YOUR GOAL
Starting with the line that contains "Definition of the keypoint: for every instance of the small", set down each line through the end of the entries below, exactly and with nothing added.

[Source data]
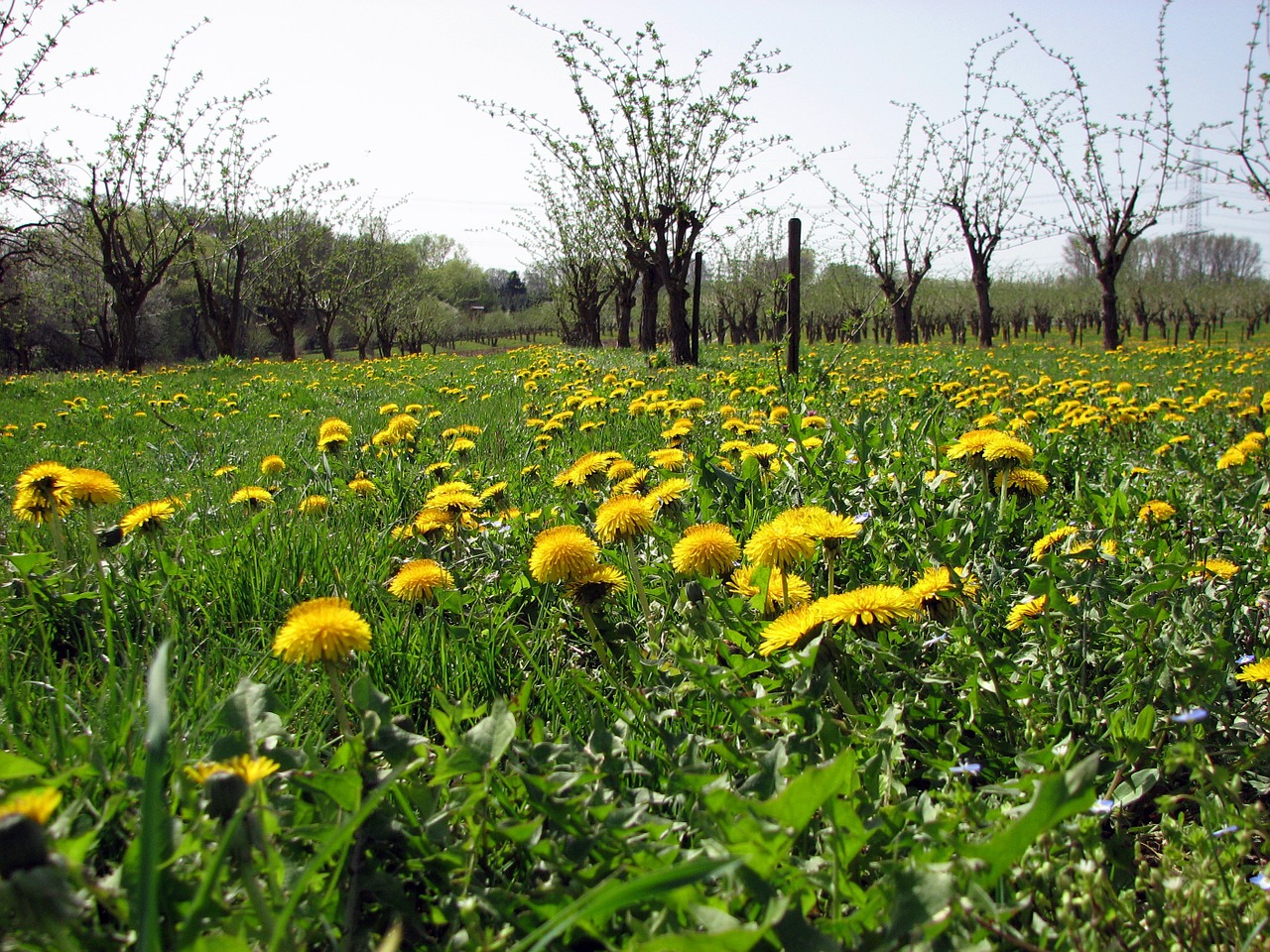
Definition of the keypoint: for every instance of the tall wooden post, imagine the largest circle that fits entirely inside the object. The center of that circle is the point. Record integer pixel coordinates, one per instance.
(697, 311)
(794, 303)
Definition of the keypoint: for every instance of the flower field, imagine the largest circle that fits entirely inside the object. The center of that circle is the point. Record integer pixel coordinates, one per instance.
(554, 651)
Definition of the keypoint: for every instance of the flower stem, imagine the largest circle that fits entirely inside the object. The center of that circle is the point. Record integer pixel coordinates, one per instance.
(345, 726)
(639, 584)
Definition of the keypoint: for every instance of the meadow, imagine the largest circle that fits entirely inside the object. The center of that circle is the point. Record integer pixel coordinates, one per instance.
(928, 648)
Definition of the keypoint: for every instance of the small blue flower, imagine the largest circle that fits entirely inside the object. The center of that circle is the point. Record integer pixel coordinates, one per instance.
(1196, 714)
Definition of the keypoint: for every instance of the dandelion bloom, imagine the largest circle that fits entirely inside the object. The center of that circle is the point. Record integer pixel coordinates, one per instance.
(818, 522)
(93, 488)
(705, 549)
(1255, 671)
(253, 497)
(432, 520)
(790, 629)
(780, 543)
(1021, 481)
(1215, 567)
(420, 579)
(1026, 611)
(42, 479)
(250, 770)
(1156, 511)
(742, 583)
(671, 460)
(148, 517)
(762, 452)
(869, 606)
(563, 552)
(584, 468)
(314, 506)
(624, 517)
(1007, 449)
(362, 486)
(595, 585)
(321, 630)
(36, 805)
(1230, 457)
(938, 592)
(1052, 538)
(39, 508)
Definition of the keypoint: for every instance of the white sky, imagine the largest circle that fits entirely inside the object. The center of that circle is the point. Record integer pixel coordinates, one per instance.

RESPONSE
Definition of the keypoint: for every instance of the small blue flower, imagine the largest circle that fits entirely inside the object. The center of that circle is the point. Record integer pixel coordinates, one per instance.
(1196, 714)
Definition of the keypoint: for every instance of the dandelion bloom, imagine the largest circle that fits entirely inside the object. The center of that circle is the point. Record integer pixel coordinates, one per instance.
(818, 522)
(93, 488)
(705, 549)
(1255, 671)
(253, 497)
(432, 520)
(790, 629)
(780, 543)
(1021, 481)
(1215, 567)
(420, 579)
(1026, 611)
(42, 479)
(250, 770)
(1156, 511)
(742, 583)
(671, 460)
(148, 517)
(762, 452)
(869, 606)
(563, 552)
(584, 468)
(314, 506)
(624, 517)
(1007, 449)
(362, 486)
(595, 585)
(321, 630)
(36, 805)
(1230, 457)
(938, 592)
(1052, 538)
(39, 508)
Definition of the keypoint: for every instance of the white sky, imagine the largest circle that fits entirely inside the object. The center of that circle is the point. Record integer pixel coordinates, one per instance.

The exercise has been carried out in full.